- **What you will do**
Your task is to repeat the records exactly from the line containing "Reviewer note: every instance of the glass" onward, through the final line.

- **Input material**
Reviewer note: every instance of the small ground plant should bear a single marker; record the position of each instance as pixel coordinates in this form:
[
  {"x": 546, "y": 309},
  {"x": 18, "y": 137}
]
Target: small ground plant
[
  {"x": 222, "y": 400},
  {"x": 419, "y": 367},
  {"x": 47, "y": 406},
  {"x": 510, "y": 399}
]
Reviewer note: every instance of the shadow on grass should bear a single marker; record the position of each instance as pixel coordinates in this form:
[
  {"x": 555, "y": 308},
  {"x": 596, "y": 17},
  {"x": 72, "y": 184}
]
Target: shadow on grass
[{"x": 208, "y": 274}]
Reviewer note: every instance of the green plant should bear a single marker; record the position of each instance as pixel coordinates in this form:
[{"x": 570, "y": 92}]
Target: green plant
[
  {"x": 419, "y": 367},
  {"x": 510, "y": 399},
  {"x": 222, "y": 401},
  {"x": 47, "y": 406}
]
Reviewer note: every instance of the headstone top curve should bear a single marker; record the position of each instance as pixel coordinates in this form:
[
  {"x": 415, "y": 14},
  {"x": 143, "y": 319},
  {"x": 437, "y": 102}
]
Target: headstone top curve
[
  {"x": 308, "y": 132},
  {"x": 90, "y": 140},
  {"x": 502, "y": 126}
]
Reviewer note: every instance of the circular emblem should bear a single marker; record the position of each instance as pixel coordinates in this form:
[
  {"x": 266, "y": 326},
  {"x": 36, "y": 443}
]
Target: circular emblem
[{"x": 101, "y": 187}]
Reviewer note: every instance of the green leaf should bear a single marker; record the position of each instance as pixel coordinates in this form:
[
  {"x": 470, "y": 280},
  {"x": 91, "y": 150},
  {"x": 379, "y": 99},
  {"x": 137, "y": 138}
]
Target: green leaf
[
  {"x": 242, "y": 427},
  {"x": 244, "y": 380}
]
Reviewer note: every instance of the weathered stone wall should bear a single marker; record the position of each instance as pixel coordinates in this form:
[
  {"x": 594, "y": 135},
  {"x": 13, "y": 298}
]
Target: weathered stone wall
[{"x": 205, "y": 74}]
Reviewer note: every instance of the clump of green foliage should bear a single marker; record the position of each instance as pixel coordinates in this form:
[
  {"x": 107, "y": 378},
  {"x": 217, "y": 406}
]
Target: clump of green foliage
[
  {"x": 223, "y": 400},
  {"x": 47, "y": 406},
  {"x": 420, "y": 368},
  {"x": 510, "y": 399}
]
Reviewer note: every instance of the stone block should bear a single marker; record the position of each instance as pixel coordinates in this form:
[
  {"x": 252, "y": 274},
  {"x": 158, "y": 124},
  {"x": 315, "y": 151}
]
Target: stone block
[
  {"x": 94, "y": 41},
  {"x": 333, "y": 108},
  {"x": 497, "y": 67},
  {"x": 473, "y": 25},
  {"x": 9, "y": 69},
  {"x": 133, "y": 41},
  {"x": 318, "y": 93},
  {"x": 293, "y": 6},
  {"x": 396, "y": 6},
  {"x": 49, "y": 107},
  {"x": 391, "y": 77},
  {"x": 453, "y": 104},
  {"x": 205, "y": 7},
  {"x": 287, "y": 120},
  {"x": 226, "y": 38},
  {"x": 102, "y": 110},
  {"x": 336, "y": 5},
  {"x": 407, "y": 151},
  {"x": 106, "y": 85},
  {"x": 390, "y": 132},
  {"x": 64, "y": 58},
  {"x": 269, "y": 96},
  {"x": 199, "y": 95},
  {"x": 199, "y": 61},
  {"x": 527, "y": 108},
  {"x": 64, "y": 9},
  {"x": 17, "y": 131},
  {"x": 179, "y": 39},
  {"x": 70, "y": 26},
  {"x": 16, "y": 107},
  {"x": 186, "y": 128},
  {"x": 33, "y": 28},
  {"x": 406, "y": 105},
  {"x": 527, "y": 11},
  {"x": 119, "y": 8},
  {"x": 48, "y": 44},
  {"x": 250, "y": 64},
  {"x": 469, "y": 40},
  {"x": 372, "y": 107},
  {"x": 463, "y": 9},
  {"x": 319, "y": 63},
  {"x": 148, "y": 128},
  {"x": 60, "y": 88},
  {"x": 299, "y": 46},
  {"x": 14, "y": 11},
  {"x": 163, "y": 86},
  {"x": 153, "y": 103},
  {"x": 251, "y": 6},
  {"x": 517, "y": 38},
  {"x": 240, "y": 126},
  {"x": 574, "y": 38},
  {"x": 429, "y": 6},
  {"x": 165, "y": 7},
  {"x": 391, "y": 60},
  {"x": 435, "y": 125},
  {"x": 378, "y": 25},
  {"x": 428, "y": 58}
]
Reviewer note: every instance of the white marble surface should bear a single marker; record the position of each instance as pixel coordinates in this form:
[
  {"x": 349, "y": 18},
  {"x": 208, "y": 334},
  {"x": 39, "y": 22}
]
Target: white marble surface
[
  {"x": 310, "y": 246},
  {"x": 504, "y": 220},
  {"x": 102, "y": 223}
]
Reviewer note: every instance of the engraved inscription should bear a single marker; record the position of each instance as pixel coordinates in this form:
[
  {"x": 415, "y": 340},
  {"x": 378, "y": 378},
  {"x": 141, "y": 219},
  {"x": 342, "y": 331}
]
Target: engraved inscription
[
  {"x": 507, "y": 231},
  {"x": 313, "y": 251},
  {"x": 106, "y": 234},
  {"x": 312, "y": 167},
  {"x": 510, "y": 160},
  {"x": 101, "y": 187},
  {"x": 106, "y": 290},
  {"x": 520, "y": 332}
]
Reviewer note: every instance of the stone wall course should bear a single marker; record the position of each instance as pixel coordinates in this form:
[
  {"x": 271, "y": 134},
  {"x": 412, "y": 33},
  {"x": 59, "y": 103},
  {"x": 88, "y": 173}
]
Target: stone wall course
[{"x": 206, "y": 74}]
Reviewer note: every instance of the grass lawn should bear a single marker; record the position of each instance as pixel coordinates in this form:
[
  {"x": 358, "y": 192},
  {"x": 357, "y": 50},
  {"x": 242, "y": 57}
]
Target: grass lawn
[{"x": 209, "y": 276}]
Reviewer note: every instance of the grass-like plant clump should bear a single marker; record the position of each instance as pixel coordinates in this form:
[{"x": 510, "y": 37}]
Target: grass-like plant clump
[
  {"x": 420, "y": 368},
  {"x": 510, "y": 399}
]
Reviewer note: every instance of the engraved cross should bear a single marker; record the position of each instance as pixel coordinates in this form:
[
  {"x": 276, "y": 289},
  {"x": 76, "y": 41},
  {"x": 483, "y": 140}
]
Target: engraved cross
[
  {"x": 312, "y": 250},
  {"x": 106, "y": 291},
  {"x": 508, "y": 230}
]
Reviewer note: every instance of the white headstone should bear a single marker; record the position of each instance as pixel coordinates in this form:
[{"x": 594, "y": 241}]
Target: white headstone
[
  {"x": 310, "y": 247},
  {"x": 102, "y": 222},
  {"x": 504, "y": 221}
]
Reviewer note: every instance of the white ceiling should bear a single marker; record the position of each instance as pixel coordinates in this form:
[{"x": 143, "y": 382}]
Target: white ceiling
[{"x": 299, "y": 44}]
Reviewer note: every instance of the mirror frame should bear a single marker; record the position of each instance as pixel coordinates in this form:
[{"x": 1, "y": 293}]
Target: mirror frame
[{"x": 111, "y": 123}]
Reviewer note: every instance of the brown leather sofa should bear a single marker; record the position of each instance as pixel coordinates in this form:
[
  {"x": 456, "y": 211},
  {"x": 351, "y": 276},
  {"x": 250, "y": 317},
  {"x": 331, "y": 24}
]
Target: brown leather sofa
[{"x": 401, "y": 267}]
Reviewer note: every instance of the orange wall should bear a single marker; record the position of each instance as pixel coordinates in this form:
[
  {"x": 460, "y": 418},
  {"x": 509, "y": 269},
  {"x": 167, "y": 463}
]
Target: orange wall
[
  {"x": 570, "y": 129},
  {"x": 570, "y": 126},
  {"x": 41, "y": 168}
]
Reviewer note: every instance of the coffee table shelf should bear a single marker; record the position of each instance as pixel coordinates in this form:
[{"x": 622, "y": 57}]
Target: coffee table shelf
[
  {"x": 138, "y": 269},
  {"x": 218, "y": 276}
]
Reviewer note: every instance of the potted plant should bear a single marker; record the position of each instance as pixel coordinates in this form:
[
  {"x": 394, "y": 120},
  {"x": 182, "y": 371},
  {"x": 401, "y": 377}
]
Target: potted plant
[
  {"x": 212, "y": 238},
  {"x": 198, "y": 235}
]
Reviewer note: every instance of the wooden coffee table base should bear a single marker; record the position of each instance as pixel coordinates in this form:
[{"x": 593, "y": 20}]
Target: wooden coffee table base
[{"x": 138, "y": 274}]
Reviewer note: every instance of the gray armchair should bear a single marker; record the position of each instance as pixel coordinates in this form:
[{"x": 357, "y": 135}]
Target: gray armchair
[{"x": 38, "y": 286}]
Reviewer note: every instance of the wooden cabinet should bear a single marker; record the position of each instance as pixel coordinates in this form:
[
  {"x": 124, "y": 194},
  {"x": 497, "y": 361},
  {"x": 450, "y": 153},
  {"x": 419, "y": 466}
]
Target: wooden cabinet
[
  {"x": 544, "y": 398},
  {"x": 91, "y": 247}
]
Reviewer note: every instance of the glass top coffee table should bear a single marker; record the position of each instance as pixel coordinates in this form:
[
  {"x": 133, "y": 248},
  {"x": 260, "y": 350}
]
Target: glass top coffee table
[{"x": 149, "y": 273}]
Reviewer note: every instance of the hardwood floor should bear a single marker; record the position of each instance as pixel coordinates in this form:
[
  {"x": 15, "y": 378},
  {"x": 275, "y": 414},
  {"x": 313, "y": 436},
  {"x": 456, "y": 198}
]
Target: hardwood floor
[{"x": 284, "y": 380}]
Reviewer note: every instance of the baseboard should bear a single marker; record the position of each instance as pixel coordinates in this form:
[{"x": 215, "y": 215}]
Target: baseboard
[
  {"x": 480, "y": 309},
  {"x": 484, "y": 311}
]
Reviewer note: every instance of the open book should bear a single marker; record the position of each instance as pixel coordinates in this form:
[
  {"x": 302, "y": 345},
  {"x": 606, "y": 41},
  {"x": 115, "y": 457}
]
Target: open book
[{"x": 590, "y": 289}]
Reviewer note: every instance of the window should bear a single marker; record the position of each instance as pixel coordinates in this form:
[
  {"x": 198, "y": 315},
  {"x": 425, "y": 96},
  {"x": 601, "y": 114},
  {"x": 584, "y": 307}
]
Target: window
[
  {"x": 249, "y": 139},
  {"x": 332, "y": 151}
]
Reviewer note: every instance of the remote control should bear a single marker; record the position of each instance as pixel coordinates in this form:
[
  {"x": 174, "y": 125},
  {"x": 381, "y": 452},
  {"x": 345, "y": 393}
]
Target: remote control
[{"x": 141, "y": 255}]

- **Output below**
Reviewer note: every instance of the glass top coffee table should bear a single marker; record the position of each instance as pixel coordinates in this form:
[
  {"x": 133, "y": 248},
  {"x": 260, "y": 350}
]
Target: glass top coffee table
[{"x": 149, "y": 273}]
Reviewer note: every instance of the hardwood floor should bear a single marker; record the position of each instance as pixel coordinates in this form:
[
  {"x": 15, "y": 378},
  {"x": 275, "y": 414},
  {"x": 313, "y": 436},
  {"x": 456, "y": 198}
]
Target: hardwood floor
[{"x": 284, "y": 380}]
Reviewer note: every instance of the baseboard should bear a single marker; record the position of each instance as pixel coordinates in this form:
[{"x": 215, "y": 215}]
Target: baseboard
[
  {"x": 480, "y": 309},
  {"x": 484, "y": 311}
]
Reviewer note: every instance of the open book should bear a single marker; record the position of each instance as pixel coordinates in this form:
[
  {"x": 302, "y": 345},
  {"x": 606, "y": 41},
  {"x": 115, "y": 457}
]
Target: open book
[{"x": 590, "y": 289}]
Reviewer note: every instance of the window should bear a single marker; record the position of each instance as pixel coordinates in this form:
[
  {"x": 198, "y": 315},
  {"x": 425, "y": 96},
  {"x": 601, "y": 114},
  {"x": 584, "y": 307}
]
Target: window
[
  {"x": 249, "y": 139},
  {"x": 332, "y": 151}
]
Reviewer note: every instance of the remote control should bear a single marker; record the position of each instance as pixel coordinates in this form:
[
  {"x": 174, "y": 125},
  {"x": 381, "y": 452},
  {"x": 345, "y": 393}
]
Target: remote control
[{"x": 141, "y": 255}]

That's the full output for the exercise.